▶ WHAT IS BEING ASKED
Only the lines below between the ones containing "yeah hey can you go ahead and locate the rear" and "yeah hey can you go ahead and locate the loader cab", inclusive, are to be reproduced, each exactly as it stands.

####

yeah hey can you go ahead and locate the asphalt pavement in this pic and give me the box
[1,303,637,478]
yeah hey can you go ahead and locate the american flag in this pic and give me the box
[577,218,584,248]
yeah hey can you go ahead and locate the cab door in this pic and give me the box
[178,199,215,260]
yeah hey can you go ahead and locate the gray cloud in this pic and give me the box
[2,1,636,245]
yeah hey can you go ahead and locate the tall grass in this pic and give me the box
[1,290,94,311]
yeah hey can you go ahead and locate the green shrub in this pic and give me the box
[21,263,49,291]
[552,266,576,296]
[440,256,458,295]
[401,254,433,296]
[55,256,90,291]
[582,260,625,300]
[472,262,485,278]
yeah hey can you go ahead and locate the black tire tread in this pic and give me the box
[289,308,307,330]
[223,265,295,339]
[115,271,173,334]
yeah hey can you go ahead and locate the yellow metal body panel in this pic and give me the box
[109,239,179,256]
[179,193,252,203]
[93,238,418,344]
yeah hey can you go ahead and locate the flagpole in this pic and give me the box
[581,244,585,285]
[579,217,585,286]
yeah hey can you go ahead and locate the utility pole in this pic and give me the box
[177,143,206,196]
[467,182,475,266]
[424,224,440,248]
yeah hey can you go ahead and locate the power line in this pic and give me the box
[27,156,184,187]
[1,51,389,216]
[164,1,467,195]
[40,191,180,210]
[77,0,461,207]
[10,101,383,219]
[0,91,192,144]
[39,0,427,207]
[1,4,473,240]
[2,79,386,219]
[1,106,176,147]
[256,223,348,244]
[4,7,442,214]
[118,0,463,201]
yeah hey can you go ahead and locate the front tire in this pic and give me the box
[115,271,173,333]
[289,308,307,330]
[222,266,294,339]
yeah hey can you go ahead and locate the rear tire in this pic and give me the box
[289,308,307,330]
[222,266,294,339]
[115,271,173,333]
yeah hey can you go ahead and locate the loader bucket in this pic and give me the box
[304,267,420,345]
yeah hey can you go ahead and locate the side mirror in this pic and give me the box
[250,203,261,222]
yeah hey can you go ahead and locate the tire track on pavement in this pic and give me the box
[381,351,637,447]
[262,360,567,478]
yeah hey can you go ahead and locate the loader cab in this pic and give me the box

####

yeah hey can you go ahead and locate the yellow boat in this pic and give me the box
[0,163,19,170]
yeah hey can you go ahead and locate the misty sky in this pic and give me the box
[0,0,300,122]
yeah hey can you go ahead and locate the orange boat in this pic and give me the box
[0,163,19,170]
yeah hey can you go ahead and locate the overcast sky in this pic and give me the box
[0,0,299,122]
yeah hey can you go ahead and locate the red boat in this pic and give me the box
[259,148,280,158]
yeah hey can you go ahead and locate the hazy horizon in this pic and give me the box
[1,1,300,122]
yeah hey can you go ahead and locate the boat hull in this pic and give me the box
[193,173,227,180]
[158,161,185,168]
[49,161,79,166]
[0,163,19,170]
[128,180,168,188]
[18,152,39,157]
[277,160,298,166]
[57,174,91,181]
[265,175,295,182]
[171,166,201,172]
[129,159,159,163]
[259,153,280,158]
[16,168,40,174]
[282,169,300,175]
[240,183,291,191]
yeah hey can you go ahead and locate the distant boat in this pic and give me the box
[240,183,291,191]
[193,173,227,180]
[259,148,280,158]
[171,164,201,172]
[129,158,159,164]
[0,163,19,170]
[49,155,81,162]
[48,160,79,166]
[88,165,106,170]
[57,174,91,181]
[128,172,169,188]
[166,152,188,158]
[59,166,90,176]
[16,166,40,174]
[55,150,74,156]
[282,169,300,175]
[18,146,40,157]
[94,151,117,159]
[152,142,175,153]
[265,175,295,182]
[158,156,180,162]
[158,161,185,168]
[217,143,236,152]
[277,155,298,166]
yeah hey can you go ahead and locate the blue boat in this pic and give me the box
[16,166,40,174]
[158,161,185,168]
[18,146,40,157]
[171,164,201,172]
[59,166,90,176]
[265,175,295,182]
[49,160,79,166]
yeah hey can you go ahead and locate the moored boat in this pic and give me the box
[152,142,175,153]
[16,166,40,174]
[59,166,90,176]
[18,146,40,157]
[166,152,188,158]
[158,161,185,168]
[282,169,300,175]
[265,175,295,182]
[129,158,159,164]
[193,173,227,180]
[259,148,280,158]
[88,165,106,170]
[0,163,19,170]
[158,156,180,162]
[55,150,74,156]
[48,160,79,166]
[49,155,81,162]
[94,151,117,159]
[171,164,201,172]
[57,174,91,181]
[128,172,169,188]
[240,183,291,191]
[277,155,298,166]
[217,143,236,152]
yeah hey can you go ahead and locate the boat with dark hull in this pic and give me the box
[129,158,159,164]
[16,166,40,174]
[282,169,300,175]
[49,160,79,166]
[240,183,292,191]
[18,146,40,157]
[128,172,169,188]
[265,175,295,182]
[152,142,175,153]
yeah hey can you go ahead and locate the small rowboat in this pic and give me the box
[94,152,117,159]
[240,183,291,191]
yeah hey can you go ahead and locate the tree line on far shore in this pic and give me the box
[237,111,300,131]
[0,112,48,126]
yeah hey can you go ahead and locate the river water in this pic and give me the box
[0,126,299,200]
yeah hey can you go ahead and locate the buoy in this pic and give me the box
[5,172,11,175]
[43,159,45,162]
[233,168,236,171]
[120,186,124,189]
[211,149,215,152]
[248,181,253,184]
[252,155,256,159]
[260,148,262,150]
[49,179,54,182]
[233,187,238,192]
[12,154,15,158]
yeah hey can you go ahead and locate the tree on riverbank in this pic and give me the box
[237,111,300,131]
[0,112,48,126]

####

▶ RESPONSE BELOW
yeah hey can you go ahead and locate the rear tire in this pic and give me the box
[289,308,307,330]
[222,266,294,339]
[115,271,173,333]
yeah hey can you go ahead and locate the loader bucket in this pic and give me the box
[304,267,420,345]
yeah hey can you go ahead and locate the side mirror in this pic and give me the box
[250,203,261,222]
yeah hey can you go ahead and locate the tire track on pavement in this pic and give me the box
[381,351,637,447]
[262,360,567,478]
yeah hey can you go ahead and locate the loader cab in this pic and give me the box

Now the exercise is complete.